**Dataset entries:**
______

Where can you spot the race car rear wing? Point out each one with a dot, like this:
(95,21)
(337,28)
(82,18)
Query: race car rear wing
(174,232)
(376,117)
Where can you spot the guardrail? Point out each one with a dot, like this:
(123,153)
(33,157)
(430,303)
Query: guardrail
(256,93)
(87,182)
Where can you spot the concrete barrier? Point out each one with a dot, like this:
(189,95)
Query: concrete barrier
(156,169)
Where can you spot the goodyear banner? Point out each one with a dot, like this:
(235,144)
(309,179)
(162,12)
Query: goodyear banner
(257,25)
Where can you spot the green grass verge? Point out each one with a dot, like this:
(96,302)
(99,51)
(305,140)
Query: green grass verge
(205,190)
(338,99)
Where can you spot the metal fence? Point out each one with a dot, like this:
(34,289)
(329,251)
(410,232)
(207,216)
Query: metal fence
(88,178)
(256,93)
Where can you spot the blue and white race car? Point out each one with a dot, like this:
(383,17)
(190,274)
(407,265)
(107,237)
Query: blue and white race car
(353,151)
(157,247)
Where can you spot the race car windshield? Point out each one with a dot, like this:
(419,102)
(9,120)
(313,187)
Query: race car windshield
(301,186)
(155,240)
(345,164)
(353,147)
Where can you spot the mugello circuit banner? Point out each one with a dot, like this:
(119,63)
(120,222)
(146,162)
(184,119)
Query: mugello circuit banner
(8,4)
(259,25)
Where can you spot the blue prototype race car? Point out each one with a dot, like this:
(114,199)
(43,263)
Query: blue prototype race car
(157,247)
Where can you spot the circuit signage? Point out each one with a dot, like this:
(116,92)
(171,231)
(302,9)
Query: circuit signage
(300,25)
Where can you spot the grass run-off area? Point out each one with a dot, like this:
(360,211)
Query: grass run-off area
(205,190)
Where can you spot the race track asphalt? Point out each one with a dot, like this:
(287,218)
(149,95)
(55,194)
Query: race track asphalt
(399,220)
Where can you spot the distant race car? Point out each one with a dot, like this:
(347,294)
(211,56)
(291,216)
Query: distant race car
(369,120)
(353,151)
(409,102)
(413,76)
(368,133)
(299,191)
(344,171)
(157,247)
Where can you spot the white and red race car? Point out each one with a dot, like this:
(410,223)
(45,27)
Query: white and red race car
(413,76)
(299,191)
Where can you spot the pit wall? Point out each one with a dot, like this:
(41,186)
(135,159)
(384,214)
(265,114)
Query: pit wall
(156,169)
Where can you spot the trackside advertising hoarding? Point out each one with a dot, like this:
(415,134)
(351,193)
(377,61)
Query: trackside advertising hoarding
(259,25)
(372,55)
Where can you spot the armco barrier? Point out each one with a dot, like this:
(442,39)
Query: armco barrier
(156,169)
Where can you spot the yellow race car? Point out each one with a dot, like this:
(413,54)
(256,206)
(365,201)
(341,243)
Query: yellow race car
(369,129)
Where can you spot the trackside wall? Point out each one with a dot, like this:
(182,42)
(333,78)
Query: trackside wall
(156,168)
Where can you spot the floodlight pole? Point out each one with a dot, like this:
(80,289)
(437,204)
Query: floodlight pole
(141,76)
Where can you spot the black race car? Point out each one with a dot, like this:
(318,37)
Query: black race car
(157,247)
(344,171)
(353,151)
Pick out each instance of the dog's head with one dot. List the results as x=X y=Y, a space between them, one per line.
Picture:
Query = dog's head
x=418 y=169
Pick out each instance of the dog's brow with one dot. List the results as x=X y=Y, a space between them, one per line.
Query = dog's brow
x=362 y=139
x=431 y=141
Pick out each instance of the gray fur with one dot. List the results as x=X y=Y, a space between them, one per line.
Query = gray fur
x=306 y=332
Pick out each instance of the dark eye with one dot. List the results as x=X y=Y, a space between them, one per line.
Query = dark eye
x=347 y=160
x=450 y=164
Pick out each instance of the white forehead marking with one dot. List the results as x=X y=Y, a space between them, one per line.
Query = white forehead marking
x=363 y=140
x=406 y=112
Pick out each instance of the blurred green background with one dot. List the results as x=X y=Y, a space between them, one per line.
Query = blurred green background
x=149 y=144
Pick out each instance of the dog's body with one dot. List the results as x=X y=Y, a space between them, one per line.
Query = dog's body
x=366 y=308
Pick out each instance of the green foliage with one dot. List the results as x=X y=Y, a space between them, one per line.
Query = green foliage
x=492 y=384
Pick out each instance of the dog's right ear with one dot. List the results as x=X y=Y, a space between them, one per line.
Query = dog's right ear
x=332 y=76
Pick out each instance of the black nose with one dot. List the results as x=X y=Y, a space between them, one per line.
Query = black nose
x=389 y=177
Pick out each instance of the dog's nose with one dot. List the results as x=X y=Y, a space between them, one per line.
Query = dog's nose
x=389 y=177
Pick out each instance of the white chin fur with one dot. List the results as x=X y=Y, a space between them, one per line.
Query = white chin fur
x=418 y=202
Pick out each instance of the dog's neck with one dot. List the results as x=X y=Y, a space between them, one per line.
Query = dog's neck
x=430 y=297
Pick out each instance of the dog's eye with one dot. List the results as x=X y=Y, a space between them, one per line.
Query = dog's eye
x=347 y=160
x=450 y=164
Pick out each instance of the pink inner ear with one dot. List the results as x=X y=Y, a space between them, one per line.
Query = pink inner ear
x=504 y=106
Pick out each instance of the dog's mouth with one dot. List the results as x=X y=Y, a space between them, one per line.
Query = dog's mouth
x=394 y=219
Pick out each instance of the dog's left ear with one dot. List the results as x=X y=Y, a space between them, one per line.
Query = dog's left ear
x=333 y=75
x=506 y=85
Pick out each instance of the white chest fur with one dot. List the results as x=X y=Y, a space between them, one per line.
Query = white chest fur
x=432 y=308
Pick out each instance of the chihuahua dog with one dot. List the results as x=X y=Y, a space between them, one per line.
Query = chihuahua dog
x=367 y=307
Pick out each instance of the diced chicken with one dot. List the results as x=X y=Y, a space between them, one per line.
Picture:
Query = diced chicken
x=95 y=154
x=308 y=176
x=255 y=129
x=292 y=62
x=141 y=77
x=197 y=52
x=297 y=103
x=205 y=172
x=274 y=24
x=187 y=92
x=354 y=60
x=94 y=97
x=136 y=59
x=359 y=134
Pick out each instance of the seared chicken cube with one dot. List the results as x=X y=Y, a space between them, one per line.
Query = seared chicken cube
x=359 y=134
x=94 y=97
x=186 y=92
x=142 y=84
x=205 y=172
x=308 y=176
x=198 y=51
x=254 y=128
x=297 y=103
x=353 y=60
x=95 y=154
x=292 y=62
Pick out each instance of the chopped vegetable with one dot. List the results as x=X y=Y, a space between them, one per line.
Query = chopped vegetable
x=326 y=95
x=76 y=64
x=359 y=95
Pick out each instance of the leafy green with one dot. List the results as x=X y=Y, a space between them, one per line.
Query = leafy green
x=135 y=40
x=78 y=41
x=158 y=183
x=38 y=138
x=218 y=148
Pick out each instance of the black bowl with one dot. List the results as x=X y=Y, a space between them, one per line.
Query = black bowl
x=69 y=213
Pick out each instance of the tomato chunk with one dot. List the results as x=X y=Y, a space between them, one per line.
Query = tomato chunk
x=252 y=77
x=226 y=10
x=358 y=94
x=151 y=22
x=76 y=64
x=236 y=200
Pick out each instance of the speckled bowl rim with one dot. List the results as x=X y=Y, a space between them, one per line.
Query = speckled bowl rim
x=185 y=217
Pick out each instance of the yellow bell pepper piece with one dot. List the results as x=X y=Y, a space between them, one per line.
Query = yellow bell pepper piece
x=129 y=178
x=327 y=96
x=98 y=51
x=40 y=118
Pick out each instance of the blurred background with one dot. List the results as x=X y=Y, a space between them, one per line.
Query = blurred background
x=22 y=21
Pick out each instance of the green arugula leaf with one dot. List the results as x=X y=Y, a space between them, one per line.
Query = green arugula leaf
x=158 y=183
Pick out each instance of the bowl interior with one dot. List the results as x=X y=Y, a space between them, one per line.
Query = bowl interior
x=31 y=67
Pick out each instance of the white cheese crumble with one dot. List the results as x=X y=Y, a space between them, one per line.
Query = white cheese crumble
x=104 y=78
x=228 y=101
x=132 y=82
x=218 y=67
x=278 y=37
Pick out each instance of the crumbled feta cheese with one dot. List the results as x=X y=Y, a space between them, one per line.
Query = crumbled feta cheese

______

**TO DO:** Copy each line of the records that contains the word "feta".

**ANSWER TO THE PROBLEM:**
Pick out each instance of the crumbled feta cheese with one dot. List the results as x=X y=Y, a space between them, one per line.
Query = crumbled feta cheese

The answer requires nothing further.